#### Required tasks
A - Please decide whether each statement agrees with the passage on Odira, answering yes or no and quoting the words that settle it: (i) The championship record she broke dated from 1983. (ii) She won gold at the African Championships in Douala. (iii) She reached the Olympic 800m final in Paris.
B - Use the passage on Odira to answer these questions:
(i) Who coaches her?
(ii) How old are her sons?
(iii) At what venue did she win last year's Athletics Kenya National Championships?
C - According to the passage on Odira, how did she earn a direct ticket to the Paris Olympics? Explain in one to three sentences.
Segment Start: Passage
Coached by Jacinta Murigura, she set an almost two-second personal best and took down the oldest championship record in the book, the 42-year-old mark of 1:54.68 set by Czech athlete Jarmila Kratochvilova in 1983.
"I didn't have any expectations; I was just following the pace of the race. I managed to have the most powerful finish, and I got lucky to be going home with a gold medal.
This medal means the world to me. It is for my sons, they are four and two. They are my motivation," she said after the race.
The 26-year-old shot to the limelight when she won last year's Athletics Kenya (AK) National Championships at the Ulinzi Sports Complex, clocking 2:02.21 for the victory.
The win came barely a month after she had failed to finish at the Kip Keino Classic.
She then won the women’s 800m at the national trials for the Paris Olympics, earning a direct ticket to the quadrennial competition.
Before heading to Paris, however, she won her first career medal in July, clocking 2:00.36 to bag silver at the African Championships in Douala, Cameroon.
In Paris, she finished fourth in the semis, clocking 1:58.53 to miss out on the final. Odira reveals that the painful exit opened the door to another chapter in her career.
Segment End: Passage
Segment Start: Data provided
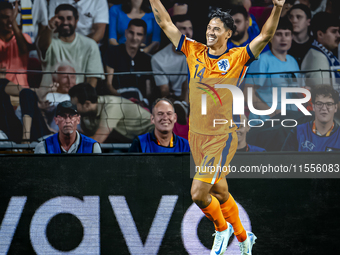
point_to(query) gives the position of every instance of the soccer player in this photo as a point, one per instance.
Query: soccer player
(215, 146)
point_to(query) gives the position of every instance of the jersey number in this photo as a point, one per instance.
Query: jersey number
(200, 73)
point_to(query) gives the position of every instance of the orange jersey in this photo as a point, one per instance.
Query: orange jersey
(206, 70)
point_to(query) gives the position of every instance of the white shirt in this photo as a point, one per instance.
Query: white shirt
(90, 12)
(83, 52)
(167, 61)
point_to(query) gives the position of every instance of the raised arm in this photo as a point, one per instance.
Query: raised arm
(164, 21)
(268, 29)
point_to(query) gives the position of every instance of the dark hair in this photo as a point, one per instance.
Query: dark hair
(326, 91)
(225, 17)
(127, 6)
(162, 99)
(302, 7)
(235, 9)
(180, 18)
(67, 7)
(138, 23)
(322, 21)
(83, 92)
(5, 5)
(284, 24)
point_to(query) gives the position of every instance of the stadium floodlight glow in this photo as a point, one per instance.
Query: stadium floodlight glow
(238, 100)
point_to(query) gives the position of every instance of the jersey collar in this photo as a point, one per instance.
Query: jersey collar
(216, 57)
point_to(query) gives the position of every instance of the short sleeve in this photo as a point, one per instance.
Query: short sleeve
(186, 45)
(156, 33)
(102, 12)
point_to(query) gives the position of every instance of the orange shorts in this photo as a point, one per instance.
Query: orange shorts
(212, 155)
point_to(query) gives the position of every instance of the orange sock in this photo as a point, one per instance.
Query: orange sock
(230, 213)
(214, 213)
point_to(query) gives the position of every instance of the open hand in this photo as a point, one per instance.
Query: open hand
(279, 3)
(15, 13)
(53, 23)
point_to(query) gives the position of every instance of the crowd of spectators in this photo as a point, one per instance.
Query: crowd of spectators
(75, 41)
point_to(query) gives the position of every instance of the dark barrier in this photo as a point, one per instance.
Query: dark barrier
(133, 204)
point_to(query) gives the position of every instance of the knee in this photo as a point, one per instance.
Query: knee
(199, 197)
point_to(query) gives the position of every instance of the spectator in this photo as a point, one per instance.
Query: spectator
(39, 16)
(109, 118)
(168, 60)
(241, 37)
(93, 16)
(67, 140)
(322, 133)
(253, 26)
(275, 60)
(14, 45)
(315, 6)
(161, 139)
(37, 106)
(241, 132)
(45, 101)
(127, 57)
(300, 17)
(120, 16)
(325, 27)
(70, 46)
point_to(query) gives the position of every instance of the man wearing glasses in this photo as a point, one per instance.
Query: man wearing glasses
(322, 133)
(67, 140)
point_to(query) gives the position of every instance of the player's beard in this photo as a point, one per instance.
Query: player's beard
(238, 36)
(64, 32)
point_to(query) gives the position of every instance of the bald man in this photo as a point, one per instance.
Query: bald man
(161, 139)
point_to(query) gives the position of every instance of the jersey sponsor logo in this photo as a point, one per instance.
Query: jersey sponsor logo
(308, 145)
(199, 61)
(223, 65)
(213, 90)
(89, 15)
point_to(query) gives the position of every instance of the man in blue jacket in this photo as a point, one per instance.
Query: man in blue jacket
(67, 140)
(161, 139)
(322, 133)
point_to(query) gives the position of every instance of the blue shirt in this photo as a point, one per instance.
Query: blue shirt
(147, 143)
(119, 22)
(302, 138)
(267, 64)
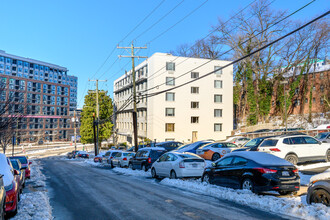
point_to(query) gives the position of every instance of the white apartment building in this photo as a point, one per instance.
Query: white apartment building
(200, 110)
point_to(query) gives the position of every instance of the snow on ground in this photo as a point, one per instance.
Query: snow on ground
(34, 204)
(288, 206)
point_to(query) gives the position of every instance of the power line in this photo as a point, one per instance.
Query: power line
(157, 86)
(242, 58)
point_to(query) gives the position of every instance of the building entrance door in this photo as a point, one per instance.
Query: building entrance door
(194, 136)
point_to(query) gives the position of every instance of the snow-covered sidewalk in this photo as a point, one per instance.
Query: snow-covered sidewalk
(34, 202)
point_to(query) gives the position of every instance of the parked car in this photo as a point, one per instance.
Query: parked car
(296, 148)
(121, 159)
(323, 137)
(178, 165)
(17, 166)
(215, 150)
(109, 155)
(145, 157)
(99, 157)
(319, 190)
(191, 148)
(238, 140)
(254, 171)
(25, 165)
(11, 186)
(252, 145)
(72, 154)
(2, 198)
(169, 145)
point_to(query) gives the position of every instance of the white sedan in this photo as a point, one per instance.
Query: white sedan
(178, 165)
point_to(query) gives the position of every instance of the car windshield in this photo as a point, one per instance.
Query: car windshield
(253, 142)
(321, 135)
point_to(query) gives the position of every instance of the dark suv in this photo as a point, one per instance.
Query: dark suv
(145, 157)
(169, 145)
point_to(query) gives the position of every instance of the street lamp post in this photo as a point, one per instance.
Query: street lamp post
(285, 82)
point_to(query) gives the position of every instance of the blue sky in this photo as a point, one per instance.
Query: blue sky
(80, 34)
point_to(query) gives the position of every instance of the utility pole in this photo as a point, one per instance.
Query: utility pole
(97, 113)
(134, 90)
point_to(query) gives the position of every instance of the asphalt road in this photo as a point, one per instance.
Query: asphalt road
(79, 191)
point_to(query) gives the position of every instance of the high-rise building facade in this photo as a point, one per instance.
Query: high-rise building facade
(45, 95)
(200, 110)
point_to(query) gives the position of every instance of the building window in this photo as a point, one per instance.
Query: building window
(218, 98)
(170, 81)
(194, 104)
(217, 112)
(194, 120)
(217, 127)
(218, 84)
(169, 127)
(194, 75)
(170, 96)
(169, 112)
(170, 66)
(194, 90)
(218, 70)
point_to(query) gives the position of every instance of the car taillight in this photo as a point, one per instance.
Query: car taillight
(265, 170)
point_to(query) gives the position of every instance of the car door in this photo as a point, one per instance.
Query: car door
(317, 149)
(220, 172)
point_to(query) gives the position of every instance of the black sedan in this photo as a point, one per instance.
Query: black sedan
(2, 198)
(254, 171)
(319, 192)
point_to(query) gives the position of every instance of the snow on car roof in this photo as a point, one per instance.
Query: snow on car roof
(260, 157)
(5, 170)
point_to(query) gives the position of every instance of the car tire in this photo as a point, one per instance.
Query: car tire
(284, 193)
(247, 184)
(143, 167)
(173, 175)
(327, 156)
(206, 178)
(153, 173)
(320, 196)
(292, 159)
(215, 156)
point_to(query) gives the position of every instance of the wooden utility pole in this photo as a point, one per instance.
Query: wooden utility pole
(134, 91)
(97, 113)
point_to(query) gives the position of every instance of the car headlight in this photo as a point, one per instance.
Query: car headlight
(9, 187)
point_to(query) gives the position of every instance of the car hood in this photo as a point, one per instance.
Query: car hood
(5, 170)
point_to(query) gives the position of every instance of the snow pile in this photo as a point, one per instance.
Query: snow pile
(288, 206)
(130, 172)
(322, 176)
(34, 204)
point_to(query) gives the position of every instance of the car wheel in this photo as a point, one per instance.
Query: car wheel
(320, 196)
(215, 156)
(327, 156)
(206, 178)
(283, 193)
(292, 158)
(153, 173)
(143, 167)
(172, 175)
(248, 184)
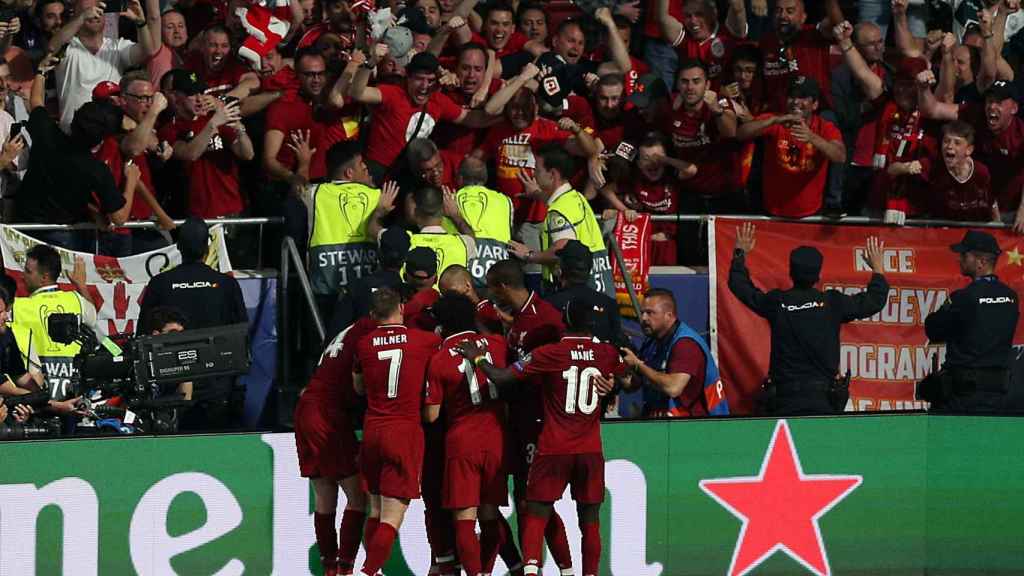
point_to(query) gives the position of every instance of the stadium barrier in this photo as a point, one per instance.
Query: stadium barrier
(878, 494)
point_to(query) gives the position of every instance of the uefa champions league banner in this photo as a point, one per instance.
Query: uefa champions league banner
(115, 284)
(886, 354)
(873, 494)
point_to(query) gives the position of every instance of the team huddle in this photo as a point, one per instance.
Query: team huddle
(450, 415)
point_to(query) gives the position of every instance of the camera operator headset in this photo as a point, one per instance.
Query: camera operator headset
(45, 358)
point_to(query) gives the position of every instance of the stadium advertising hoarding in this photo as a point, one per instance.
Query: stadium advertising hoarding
(894, 494)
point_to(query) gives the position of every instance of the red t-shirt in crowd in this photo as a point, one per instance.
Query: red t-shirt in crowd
(1003, 154)
(571, 405)
(395, 119)
(687, 358)
(795, 172)
(953, 200)
(715, 52)
(217, 81)
(514, 151)
(333, 379)
(473, 410)
(459, 140)
(695, 138)
(213, 177)
(806, 55)
(393, 362)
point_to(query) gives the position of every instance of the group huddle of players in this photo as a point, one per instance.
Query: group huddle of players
(454, 412)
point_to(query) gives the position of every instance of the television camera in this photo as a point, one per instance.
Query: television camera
(141, 369)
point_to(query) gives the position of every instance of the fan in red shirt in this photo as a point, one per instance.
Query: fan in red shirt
(209, 146)
(308, 115)
(216, 66)
(535, 323)
(475, 480)
(702, 133)
(954, 187)
(325, 439)
(696, 34)
(403, 113)
(798, 150)
(796, 48)
(568, 452)
(390, 368)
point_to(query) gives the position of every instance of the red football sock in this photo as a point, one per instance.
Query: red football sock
(468, 545)
(591, 547)
(380, 548)
(326, 538)
(369, 530)
(349, 537)
(508, 549)
(558, 542)
(532, 541)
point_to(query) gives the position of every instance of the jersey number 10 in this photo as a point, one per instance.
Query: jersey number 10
(579, 391)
Segment End: Data provided
#### Answers
A -
(i) Yes: "set by Czech athlete Jarmila Kratochvilova in 1983"
(ii) No: "to bag silver at the African Championships in Douala, Cameroon"
(iii) No: "clocking 1:58.53 to miss out on the final"

B -
(i) Jacinta Murigura
(ii) Four and two
(iii) The Ulinzi Sports Complex

C - She won the women's 800m at the national trials for the Paris Olympics. That victory earned her a direct ticket to the competition.